Short task. Output, please, every line from the line that holds "Each instance of the gray shingle" to the end, exactly as written.

Records from a data source
************

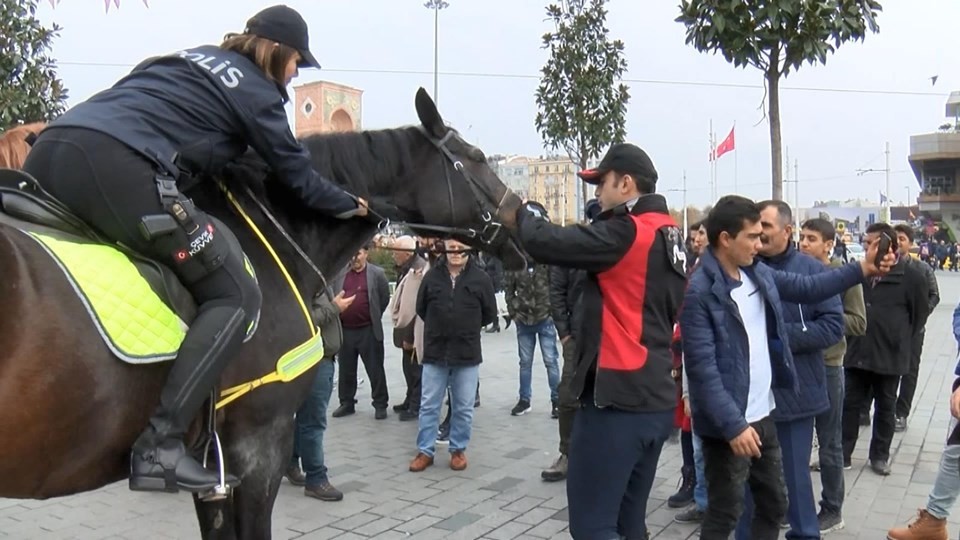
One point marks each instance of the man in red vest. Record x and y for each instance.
(635, 258)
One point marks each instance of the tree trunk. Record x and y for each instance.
(585, 191)
(776, 146)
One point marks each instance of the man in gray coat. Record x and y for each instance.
(363, 333)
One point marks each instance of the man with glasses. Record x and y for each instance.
(455, 301)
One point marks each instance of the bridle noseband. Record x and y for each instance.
(490, 235)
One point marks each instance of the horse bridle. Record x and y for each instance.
(490, 234)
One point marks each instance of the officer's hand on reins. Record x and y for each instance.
(362, 207)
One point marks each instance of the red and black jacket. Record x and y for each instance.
(635, 262)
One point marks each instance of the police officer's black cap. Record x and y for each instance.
(624, 158)
(285, 26)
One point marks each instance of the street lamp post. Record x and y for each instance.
(436, 6)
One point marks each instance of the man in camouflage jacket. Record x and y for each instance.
(528, 303)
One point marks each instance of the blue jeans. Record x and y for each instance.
(830, 435)
(947, 486)
(311, 423)
(608, 484)
(463, 392)
(796, 442)
(527, 341)
(700, 490)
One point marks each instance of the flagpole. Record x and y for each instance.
(735, 181)
(713, 162)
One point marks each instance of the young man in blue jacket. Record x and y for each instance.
(736, 351)
(811, 328)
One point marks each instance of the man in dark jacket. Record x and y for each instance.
(566, 288)
(634, 257)
(312, 415)
(455, 302)
(736, 352)
(897, 308)
(908, 383)
(811, 328)
(494, 268)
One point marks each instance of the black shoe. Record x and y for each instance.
(443, 436)
(295, 476)
(148, 470)
(521, 408)
(324, 492)
(344, 410)
(684, 495)
(829, 521)
(692, 515)
(880, 466)
(159, 461)
(557, 471)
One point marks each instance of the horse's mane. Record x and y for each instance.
(13, 144)
(355, 161)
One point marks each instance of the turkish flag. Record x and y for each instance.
(727, 145)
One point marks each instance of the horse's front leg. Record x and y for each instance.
(216, 519)
(261, 454)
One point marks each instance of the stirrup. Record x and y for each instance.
(221, 491)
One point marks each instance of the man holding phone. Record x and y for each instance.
(897, 308)
(736, 351)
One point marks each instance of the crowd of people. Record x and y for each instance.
(751, 343)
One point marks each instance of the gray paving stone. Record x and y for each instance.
(458, 521)
(504, 484)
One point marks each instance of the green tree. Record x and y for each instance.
(29, 88)
(581, 101)
(776, 37)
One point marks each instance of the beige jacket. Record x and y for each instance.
(403, 305)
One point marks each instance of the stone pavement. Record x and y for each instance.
(500, 496)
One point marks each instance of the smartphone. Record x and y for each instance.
(883, 247)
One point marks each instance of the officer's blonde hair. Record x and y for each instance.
(13, 144)
(270, 56)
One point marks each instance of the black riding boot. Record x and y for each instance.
(159, 460)
(684, 494)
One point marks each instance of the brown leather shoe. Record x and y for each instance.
(924, 527)
(421, 462)
(458, 460)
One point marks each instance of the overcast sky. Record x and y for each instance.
(868, 93)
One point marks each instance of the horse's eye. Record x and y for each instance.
(475, 154)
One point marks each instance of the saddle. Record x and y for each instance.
(25, 206)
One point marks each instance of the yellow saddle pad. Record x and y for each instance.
(131, 318)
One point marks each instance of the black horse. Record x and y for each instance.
(424, 174)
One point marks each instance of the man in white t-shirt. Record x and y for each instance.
(736, 351)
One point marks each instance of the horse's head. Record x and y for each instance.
(458, 189)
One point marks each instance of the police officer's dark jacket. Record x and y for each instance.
(631, 298)
(199, 109)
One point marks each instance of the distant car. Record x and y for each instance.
(855, 252)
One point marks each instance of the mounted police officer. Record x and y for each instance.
(193, 111)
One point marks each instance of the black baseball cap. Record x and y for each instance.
(285, 26)
(621, 157)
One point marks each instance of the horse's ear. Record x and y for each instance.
(429, 115)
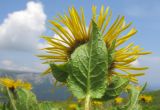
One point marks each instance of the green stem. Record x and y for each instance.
(11, 100)
(87, 103)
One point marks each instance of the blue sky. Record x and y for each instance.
(23, 21)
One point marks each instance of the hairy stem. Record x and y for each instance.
(87, 103)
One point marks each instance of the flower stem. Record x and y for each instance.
(87, 103)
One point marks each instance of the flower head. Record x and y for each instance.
(71, 32)
(13, 84)
(72, 107)
(146, 98)
(118, 100)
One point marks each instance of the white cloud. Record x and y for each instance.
(141, 10)
(7, 62)
(21, 29)
(10, 65)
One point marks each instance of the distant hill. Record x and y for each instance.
(43, 87)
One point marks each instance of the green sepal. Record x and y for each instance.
(115, 88)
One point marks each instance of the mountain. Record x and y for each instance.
(43, 86)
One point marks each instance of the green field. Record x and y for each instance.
(154, 105)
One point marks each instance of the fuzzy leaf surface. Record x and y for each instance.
(115, 88)
(88, 67)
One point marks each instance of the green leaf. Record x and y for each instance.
(88, 67)
(115, 88)
(59, 72)
(47, 106)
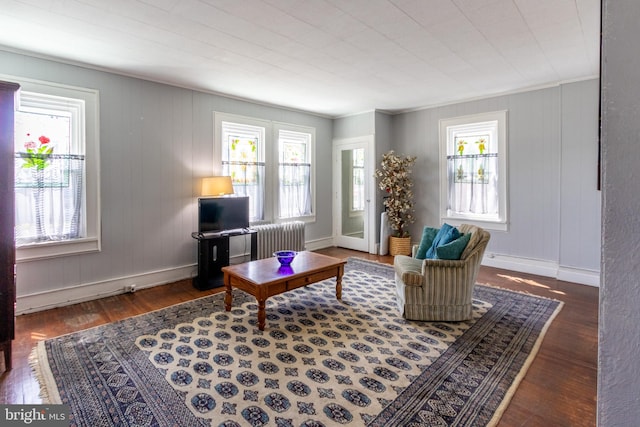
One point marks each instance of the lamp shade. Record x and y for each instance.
(217, 186)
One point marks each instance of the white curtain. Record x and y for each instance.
(473, 184)
(49, 201)
(295, 190)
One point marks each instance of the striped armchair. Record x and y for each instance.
(440, 290)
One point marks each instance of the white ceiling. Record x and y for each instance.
(332, 57)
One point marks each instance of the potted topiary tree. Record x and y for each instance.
(394, 177)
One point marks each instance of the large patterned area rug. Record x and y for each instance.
(319, 361)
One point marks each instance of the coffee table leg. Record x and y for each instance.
(339, 282)
(261, 314)
(228, 297)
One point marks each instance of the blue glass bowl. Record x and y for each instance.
(285, 257)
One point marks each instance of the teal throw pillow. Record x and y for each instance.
(446, 235)
(453, 250)
(428, 234)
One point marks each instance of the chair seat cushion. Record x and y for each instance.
(445, 235)
(409, 269)
(454, 249)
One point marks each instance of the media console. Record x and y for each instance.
(213, 254)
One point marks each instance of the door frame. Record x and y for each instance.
(368, 143)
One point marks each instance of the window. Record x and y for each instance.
(56, 170)
(243, 159)
(294, 174)
(270, 162)
(473, 170)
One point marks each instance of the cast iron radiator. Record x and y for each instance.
(276, 237)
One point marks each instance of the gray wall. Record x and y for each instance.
(619, 340)
(554, 216)
(156, 142)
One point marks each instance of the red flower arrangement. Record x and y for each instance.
(37, 153)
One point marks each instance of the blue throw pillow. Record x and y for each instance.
(454, 249)
(428, 234)
(446, 234)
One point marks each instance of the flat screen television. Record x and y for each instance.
(223, 213)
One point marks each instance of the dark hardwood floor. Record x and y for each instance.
(559, 388)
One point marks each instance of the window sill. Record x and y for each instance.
(487, 225)
(57, 249)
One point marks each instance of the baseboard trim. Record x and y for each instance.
(80, 293)
(543, 268)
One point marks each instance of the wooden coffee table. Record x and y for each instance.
(265, 278)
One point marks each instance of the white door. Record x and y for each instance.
(353, 193)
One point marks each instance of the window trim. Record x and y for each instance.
(280, 126)
(271, 159)
(502, 223)
(91, 129)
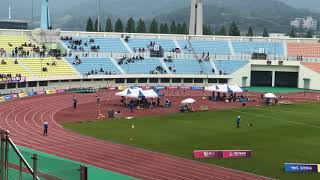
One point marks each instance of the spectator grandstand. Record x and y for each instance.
(304, 49)
(46, 67)
(228, 67)
(313, 66)
(95, 66)
(205, 46)
(167, 45)
(13, 67)
(254, 47)
(96, 44)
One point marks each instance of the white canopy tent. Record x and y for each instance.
(138, 93)
(236, 89)
(188, 101)
(224, 88)
(270, 96)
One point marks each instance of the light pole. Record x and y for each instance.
(98, 3)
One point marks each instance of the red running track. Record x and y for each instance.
(24, 119)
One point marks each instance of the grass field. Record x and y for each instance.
(280, 134)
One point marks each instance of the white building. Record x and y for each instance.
(306, 23)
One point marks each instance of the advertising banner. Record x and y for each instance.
(301, 168)
(203, 154)
(30, 94)
(173, 87)
(237, 154)
(185, 87)
(41, 93)
(7, 97)
(13, 96)
(50, 91)
(207, 154)
(21, 95)
(60, 91)
(197, 88)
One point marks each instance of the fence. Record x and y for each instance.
(23, 164)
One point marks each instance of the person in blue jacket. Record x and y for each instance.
(45, 128)
(238, 121)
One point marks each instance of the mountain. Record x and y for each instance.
(312, 5)
(72, 14)
(272, 14)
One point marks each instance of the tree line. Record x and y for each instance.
(174, 28)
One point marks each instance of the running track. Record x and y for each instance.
(24, 119)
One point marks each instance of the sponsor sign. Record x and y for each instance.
(21, 95)
(14, 96)
(173, 87)
(41, 92)
(301, 168)
(207, 154)
(203, 154)
(7, 97)
(237, 154)
(32, 94)
(60, 91)
(185, 87)
(197, 88)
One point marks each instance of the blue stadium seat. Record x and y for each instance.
(143, 66)
(190, 66)
(166, 44)
(252, 47)
(229, 66)
(89, 64)
(200, 46)
(106, 44)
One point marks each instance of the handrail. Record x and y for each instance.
(21, 157)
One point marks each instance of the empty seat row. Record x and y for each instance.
(95, 64)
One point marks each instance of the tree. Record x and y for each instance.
(292, 34)
(164, 29)
(265, 32)
(154, 26)
(184, 28)
(141, 27)
(222, 31)
(250, 31)
(173, 28)
(109, 27)
(95, 27)
(179, 29)
(207, 30)
(118, 26)
(130, 26)
(89, 26)
(309, 34)
(234, 30)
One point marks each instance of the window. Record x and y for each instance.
(176, 80)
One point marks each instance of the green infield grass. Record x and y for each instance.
(286, 133)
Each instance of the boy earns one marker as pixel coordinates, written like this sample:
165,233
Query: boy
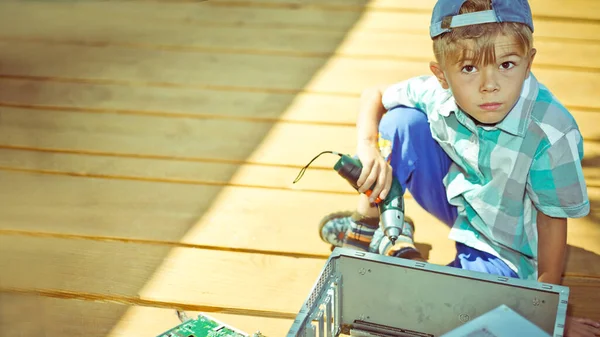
481,145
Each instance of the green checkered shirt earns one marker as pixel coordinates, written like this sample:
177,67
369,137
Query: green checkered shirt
502,175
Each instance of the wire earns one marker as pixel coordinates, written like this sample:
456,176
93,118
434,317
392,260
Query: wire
310,162
183,317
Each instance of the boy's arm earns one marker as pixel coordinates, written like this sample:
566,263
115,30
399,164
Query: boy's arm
552,237
558,190
374,103
370,112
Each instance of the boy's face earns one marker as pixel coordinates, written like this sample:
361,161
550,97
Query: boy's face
487,93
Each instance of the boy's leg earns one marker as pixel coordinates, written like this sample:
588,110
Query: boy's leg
418,163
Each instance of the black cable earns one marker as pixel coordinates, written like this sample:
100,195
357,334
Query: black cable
310,162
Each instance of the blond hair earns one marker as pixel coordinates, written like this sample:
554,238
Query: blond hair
451,47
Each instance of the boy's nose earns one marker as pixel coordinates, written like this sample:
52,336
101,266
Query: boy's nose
489,81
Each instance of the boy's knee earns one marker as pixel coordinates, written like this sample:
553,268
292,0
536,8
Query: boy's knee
402,119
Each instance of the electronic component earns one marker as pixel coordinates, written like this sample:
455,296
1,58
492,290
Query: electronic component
203,326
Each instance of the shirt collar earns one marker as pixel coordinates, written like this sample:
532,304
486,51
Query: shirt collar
517,120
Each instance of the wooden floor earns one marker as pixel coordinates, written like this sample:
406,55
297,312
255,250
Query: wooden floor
148,149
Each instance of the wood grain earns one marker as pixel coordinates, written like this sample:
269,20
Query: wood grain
217,139
547,24
177,276
336,76
29,315
125,32
200,215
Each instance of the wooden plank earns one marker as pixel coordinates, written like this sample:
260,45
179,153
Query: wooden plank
55,317
200,215
579,9
188,214
142,67
582,294
177,36
180,276
182,102
158,273
204,14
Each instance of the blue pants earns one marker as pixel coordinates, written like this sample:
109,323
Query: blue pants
420,164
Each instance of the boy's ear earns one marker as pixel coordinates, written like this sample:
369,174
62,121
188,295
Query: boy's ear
436,69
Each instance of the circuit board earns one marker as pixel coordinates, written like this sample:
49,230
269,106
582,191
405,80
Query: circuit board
203,326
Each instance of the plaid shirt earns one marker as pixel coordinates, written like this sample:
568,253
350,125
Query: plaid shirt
502,175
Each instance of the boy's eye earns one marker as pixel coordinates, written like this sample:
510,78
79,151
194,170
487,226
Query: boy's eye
468,69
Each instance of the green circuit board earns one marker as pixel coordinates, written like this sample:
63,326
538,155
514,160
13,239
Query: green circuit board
203,326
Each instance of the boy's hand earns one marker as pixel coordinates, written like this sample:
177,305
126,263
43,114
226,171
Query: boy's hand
581,327
375,170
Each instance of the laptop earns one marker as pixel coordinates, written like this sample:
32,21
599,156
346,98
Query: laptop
366,294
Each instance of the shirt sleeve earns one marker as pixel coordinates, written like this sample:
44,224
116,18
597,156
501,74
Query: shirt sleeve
418,92
556,183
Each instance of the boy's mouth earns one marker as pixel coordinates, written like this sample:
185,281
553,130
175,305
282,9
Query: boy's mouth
490,106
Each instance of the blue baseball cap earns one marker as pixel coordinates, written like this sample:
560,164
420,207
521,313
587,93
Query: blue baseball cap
445,15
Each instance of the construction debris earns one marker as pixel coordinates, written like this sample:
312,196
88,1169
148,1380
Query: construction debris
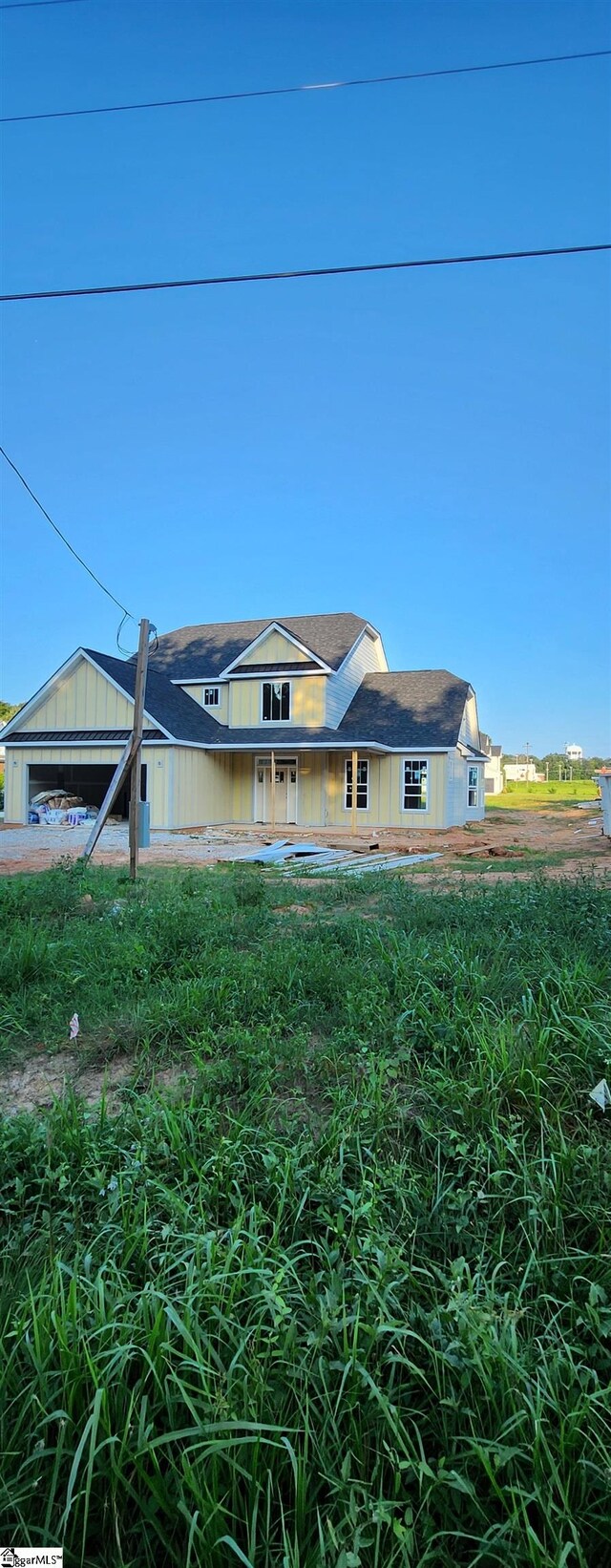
322,858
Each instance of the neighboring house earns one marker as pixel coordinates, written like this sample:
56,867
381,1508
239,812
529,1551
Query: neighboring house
520,773
493,767
259,722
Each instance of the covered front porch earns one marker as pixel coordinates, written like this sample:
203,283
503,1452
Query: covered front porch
353,789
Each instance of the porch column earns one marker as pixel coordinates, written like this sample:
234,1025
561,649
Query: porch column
354,772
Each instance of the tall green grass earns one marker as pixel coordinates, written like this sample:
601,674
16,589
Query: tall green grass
348,1304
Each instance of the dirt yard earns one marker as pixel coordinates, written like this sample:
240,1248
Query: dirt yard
562,840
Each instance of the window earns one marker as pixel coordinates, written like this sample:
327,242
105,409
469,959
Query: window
414,784
362,784
276,701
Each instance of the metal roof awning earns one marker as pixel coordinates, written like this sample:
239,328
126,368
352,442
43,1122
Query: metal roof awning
68,737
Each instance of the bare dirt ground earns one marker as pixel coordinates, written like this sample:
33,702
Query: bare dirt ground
41,1079
562,840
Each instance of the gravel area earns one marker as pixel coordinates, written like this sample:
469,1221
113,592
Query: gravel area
36,847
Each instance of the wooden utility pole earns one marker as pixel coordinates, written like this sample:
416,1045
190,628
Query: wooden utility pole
137,737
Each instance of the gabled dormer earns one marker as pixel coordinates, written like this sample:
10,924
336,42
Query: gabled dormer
292,671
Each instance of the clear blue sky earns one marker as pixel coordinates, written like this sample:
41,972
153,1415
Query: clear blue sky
427,449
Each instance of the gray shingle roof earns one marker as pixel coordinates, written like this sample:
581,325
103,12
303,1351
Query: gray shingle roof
408,708
204,651
168,705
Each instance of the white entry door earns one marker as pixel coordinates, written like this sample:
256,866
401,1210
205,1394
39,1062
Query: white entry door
285,771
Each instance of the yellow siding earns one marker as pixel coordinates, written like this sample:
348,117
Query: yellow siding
386,795
310,789
198,696
200,788
275,649
190,788
243,788
26,756
307,703
82,700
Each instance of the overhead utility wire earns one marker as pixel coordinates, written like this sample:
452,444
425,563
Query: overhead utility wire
303,271
306,87
127,613
29,5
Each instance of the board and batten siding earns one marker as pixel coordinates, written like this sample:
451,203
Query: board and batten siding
275,649
21,757
386,794
307,703
82,700
196,691
366,657
200,788
471,725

************

Response.
Each instance of the gray shingle roof earns one marker as pixel coordinates, written like this sample:
581,325
103,12
303,1351
Query: gray shingle roof
408,708
204,651
168,705
Each instance of the white entry door earns one marker as pixel coordinates, written like this sample:
256,866
401,1210
205,1394
39,1062
Query: white entry door
285,771
Each instance of the yellow siding earns one marker as pixel coordinates, written like this sample:
348,117
Query: yellow siding
386,795
310,789
198,696
200,788
275,649
190,788
243,788
26,756
307,703
82,700
Each instance of the overhead utility wire earns one marker as pixel coordinates, written like this sample:
452,444
425,563
Query: overhead utility wire
303,271
306,87
127,613
29,5
Each instance of the board and batten siding earns one marker as pixel coordinates, written like this sample:
451,203
Query: board and batten siding
275,649
21,757
386,794
307,703
82,700
196,691
366,657
200,788
471,725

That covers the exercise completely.